(Data to process Opens)

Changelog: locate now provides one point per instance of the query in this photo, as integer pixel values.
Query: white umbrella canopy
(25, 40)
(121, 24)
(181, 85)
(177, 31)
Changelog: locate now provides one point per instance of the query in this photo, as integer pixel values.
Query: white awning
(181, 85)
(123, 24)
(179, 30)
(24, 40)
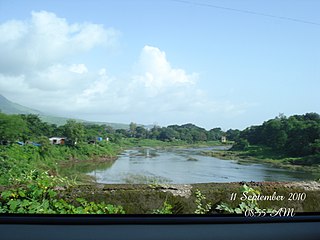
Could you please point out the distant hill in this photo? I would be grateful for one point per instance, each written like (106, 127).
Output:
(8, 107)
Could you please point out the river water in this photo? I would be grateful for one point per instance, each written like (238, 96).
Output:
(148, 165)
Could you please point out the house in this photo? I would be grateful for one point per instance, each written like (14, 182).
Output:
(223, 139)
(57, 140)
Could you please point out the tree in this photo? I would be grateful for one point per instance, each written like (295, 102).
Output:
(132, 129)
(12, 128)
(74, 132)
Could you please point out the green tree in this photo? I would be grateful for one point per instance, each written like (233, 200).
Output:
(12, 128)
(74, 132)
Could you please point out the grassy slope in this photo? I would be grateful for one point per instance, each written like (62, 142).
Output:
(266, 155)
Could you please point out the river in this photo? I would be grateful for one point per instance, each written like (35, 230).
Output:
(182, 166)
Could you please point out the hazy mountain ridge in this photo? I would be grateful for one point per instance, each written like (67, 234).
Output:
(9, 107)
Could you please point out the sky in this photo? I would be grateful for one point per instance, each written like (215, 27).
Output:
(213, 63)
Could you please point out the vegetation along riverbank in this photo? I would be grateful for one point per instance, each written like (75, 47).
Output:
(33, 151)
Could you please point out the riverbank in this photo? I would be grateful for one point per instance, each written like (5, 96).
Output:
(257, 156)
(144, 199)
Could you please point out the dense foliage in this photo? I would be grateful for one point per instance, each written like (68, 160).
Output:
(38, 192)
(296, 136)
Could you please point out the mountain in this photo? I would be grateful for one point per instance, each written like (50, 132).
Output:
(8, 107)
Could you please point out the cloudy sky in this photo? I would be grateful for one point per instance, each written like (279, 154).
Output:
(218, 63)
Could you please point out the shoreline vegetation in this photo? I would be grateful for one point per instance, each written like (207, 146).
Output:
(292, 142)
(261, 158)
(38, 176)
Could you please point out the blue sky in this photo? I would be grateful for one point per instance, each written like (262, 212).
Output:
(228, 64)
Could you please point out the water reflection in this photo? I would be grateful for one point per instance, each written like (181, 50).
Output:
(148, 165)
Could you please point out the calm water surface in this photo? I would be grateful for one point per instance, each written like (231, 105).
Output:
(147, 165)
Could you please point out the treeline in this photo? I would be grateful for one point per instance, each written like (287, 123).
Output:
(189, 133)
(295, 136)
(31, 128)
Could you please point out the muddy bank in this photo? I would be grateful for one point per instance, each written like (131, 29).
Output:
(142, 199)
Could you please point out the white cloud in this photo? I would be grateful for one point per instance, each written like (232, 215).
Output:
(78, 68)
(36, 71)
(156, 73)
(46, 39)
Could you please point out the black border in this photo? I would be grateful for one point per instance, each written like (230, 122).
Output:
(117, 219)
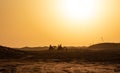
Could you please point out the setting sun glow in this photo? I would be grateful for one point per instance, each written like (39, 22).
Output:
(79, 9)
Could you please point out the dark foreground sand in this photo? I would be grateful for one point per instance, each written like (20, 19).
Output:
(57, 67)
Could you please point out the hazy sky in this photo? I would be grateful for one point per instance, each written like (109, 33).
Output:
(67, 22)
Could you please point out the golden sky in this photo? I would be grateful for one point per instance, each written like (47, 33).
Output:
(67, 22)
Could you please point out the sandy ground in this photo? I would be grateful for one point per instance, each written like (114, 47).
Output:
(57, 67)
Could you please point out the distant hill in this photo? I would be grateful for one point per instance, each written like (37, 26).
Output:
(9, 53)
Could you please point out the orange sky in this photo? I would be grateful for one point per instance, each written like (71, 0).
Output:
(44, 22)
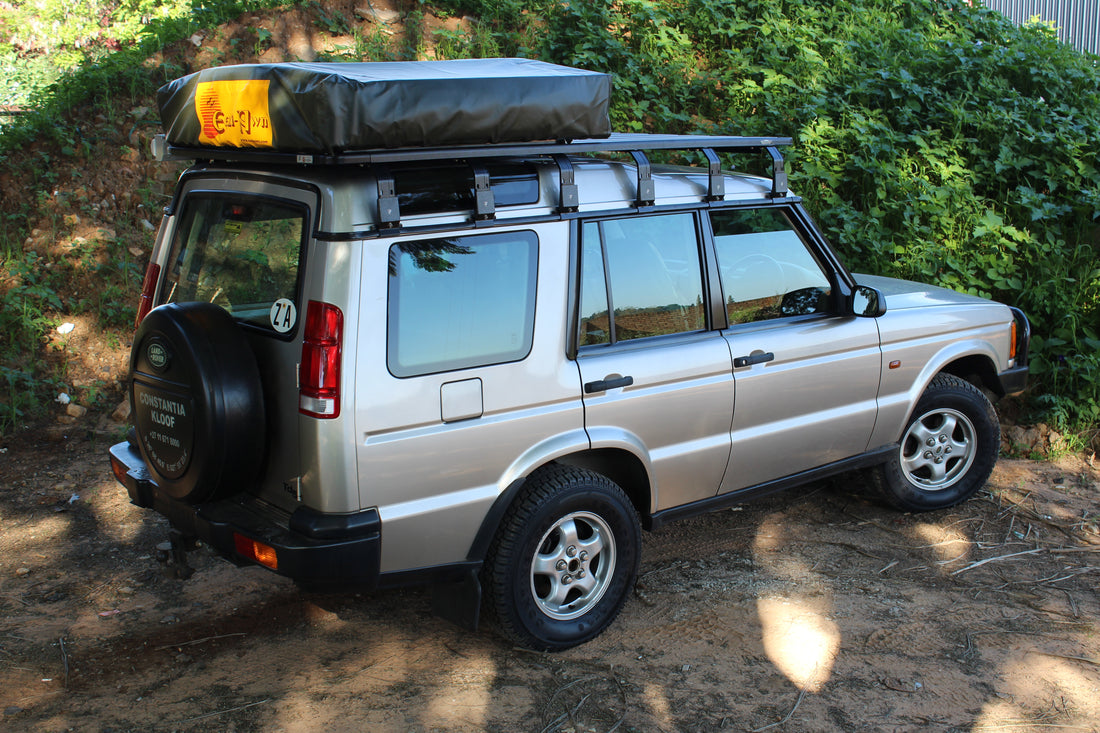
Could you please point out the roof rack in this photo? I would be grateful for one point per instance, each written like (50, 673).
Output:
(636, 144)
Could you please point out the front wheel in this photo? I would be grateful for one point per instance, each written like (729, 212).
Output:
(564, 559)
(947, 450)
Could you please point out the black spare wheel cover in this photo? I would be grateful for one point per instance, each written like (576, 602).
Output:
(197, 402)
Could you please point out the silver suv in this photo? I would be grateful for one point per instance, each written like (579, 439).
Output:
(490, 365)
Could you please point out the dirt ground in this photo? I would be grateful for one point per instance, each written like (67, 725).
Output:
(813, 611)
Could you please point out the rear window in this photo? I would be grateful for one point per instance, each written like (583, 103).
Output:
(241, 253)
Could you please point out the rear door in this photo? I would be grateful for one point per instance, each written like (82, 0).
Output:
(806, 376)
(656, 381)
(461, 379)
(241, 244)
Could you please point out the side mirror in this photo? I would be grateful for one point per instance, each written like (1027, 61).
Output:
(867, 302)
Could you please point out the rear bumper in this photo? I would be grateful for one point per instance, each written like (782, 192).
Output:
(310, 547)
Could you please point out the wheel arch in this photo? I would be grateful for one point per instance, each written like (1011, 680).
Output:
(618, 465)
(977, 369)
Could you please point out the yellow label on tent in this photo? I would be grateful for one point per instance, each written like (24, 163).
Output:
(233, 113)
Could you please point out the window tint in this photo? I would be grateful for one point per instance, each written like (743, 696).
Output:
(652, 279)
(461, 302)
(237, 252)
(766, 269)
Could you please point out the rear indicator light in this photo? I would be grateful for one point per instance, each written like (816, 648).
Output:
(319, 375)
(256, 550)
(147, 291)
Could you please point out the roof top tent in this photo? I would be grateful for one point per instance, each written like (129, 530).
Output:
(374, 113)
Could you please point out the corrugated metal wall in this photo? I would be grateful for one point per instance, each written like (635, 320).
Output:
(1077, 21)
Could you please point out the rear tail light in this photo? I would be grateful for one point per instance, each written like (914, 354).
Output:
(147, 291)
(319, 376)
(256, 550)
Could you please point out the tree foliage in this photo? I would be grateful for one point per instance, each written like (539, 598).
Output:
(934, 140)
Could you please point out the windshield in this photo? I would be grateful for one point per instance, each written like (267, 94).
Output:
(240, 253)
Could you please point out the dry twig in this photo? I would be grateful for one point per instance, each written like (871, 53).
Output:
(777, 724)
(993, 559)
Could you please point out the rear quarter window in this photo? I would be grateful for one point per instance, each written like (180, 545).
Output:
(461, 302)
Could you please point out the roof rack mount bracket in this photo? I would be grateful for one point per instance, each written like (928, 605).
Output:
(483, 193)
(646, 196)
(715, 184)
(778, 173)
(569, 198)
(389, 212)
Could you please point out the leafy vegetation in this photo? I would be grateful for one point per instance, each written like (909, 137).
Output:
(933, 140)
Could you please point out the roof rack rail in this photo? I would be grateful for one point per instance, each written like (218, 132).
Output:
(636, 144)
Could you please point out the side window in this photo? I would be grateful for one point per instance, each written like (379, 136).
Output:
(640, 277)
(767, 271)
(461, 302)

(Data to process Closes)

_The problem_. Copy out each line of the data containing the string "foliage".

_Exercise output_.
Could you please point out the dense foliage in this photo? I would be grateful for one point per instance, each written like (68, 160).
Could you please point out the tree foliage in this photo? I would be grateful for one point per instance, each written like (539, 598).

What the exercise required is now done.